───── Data supplied

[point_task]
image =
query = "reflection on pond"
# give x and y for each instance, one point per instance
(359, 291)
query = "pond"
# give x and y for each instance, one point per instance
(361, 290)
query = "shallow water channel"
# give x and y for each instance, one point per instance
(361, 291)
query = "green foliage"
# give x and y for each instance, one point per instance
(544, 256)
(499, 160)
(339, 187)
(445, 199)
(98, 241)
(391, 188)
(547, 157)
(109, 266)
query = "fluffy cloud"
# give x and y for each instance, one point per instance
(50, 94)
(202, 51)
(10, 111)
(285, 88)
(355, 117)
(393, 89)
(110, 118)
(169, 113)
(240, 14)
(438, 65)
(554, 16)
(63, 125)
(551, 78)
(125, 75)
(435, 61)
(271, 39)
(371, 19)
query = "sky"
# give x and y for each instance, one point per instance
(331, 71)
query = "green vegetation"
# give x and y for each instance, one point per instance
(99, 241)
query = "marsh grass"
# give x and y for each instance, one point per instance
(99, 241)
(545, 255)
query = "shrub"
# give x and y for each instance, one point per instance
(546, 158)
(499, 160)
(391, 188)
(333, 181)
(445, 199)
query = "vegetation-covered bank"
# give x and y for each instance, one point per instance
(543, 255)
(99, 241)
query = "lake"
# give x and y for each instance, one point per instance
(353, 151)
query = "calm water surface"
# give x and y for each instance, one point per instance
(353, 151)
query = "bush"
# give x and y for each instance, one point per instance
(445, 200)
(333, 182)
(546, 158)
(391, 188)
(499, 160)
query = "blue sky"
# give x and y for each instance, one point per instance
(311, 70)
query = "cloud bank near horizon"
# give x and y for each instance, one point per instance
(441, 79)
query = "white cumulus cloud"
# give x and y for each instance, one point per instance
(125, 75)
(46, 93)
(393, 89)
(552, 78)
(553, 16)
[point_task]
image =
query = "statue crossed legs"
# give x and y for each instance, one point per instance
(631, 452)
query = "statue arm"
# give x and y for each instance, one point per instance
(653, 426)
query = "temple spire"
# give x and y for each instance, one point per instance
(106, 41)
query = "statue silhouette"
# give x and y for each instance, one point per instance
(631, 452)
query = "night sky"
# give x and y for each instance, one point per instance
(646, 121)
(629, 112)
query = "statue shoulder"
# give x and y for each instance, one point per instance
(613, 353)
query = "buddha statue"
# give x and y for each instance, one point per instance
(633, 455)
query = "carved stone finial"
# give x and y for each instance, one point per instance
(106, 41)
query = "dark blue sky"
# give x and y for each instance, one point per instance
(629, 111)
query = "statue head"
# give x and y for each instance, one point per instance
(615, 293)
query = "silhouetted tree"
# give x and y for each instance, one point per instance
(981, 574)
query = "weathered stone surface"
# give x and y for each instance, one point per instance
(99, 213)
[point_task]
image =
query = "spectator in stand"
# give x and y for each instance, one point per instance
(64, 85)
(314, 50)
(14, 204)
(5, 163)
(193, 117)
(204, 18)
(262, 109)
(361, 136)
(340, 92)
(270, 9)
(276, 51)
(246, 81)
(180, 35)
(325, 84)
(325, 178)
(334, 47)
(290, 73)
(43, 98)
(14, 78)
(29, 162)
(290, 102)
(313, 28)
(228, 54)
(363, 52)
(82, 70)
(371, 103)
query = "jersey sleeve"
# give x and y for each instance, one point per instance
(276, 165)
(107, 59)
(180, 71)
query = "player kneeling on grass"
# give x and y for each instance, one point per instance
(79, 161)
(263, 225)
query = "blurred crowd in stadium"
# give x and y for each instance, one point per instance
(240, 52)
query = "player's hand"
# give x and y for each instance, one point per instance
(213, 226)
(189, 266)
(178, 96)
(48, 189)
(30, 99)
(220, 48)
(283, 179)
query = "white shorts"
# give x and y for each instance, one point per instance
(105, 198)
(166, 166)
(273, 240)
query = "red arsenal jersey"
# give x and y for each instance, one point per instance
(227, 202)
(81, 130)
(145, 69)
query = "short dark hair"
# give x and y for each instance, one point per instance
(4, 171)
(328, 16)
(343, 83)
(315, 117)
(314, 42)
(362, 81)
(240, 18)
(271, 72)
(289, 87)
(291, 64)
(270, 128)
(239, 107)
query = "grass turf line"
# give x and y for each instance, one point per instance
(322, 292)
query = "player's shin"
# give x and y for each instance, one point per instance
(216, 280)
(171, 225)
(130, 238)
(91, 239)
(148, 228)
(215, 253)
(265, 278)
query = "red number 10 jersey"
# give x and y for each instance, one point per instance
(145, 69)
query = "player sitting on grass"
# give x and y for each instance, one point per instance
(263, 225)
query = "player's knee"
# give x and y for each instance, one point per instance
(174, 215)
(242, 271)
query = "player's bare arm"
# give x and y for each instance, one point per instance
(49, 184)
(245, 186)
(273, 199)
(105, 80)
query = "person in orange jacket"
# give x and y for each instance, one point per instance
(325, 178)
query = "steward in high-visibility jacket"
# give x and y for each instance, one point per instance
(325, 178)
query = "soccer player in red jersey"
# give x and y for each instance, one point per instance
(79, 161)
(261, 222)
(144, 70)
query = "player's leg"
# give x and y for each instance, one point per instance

──────────

### Problem description
Please make an exact copy of every record, leaving nothing out.

### Expected output
[point_task]
image =
query = "reflection on pond"
# give x and y for each instance, one point per instance
(359, 291)
query = "pond"
# give x and y for each instance, one point per instance
(361, 290)
query = "shallow water channel"
# give x and y for each instance, one point per instance
(361, 291)
query = "green foliage"
# give x and y for each instance, one point per instance
(544, 256)
(499, 160)
(339, 187)
(445, 199)
(98, 241)
(391, 188)
(547, 157)
(109, 266)
query = "fluffy cloud"
# give x and y for each instance, one point per instance
(50, 94)
(202, 51)
(10, 111)
(285, 88)
(355, 117)
(393, 89)
(110, 118)
(169, 113)
(240, 14)
(438, 65)
(554, 16)
(63, 125)
(551, 78)
(125, 75)
(435, 61)
(271, 39)
(371, 19)
query = "sky"
# give x and y for each instance, one point per instance
(331, 71)
query = "green vegetation"
# give x and y for each instance, one point per instance
(99, 241)
query = "marsh grass"
# give x and y for each instance, one point per instance
(99, 241)
(545, 255)
query = "shrub"
# give x and y for each instance, one point per instance
(546, 158)
(499, 160)
(391, 188)
(333, 181)
(445, 199)
query = "vegetation-covered bank"
# give x and y for each instance, one point per instance
(543, 255)
(99, 241)
query = "lake"
# give x and y for each instance, one point per instance
(353, 151)
query = "calm water surface"
# give x and y for each instance, one point per instance
(353, 151)
query = "bush"
# give x and y for each instance, one point per instance
(445, 200)
(333, 182)
(546, 158)
(391, 188)
(499, 160)
query = "blue sky"
# give x and y for each instance, one point per instance
(311, 70)
query = "cloud bank near horizon"
# give x and y for each instance, one point per instance
(441, 79)
query = "white cumulus cloud"
# give x and y for each instance, one point per instance
(125, 75)
(46, 93)
(393, 89)
(552, 78)
(553, 16)
[point_task]
image =
query = "statue crossed legs"
# give x and y for each instance, one point per instance
(631, 452)
query = "statue arm"
# give x and y for each instance, one point per instance
(653, 426)
query = "temple spire"
# give x and y for each instance, one point per instance
(106, 41)
query = "statue silhouette"
# give x and y for each instance, one point per instance
(631, 452)
query = "night sky"
# give x and y for each instance, one point per instance
(646, 121)
(629, 112)
query = "statue shoulder"
# give x and y for each instance, one point per instance
(613, 353)
query = "buddha statue"
# give x and y for each instance, one point per instance
(633, 455)
query = "carved stone finial"
# give x and y for each instance, one point per instance
(106, 41)
query = "dark blue sky"
# give x and y for each instance, one point per instance
(629, 111)
query = "statue head"
# give x and y for each instance, one point per instance
(615, 293)
query = "silhouetted tree"
# give x and y for each instance, one point per instance
(981, 574)
query = "weathered stone surface"
# give x and y for each instance, one point per instance
(99, 213)
[point_task]
image =
query = "spectator in stand"
# give x and y for each instance, one point per instance
(64, 85)
(314, 50)
(14, 204)
(5, 163)
(193, 117)
(204, 18)
(262, 109)
(361, 136)
(340, 92)
(270, 9)
(276, 51)
(246, 81)
(180, 35)
(325, 84)
(325, 178)
(334, 47)
(290, 73)
(43, 98)
(14, 78)
(29, 162)
(290, 102)
(313, 28)
(228, 54)
(363, 52)
(82, 70)
(371, 103)
query = "jersey sleeve"
# give x and y for each instance, one point per instance
(276, 165)
(107, 59)
(180, 71)
query = "player kneeling on grass"
# give x and y for each instance, one point per instance
(79, 161)
(263, 225)
query = "blurred crowd in stadium"
# give x and y for each instance, one point per instance
(240, 52)
query = "player's hand"
# give x and y for each instance, one point per instance
(213, 226)
(189, 266)
(178, 96)
(48, 189)
(30, 99)
(220, 48)
(283, 179)
query = "white shorts"
# give x and y for each instance, one point per instance
(105, 198)
(166, 166)
(273, 240)
query = "red arsenal jersey"
# give x and y for each instance, one point per instance
(227, 202)
(81, 130)
(145, 69)
query = "short dark hair"
# give x and y for each instance, one point per instance
(4, 171)
(328, 16)
(343, 83)
(315, 117)
(314, 42)
(362, 81)
(240, 18)
(271, 72)
(289, 87)
(291, 64)
(270, 128)
(239, 107)
query = "grass turf line"
# give x and y for each instance, one point per instance
(322, 292)
query = "player's shin"
# give x and y for each instance, one point per instance
(216, 280)
(171, 225)
(130, 238)
(91, 239)
(148, 228)
(215, 253)
(265, 278)
query = "red number 10 jersey"
# give x and y for each instance, one point per instance
(145, 69)
query = "player sitting on grass"
# give x and y for each instance, one point per instance
(263, 225)
query = "player's knee"
# give x and y for each instance, one point per instance
(174, 215)
(242, 271)
query = "player's bare arm"
# give x and y for each instance, one point per instance
(49, 184)
(245, 186)
(273, 199)
(105, 80)
query = "person in orange jacket"
# give x and y for each instance, one point per instance
(325, 178)
query = "steward in high-visibility jacket"
# give x and y for each instance, one point per instance
(325, 178)
query = "soccer player in red jersey"
# give x and y for each instance, one point per instance
(79, 161)
(261, 222)
(144, 70)
query = "player's leg"
# give x and y for each instance, one point per instance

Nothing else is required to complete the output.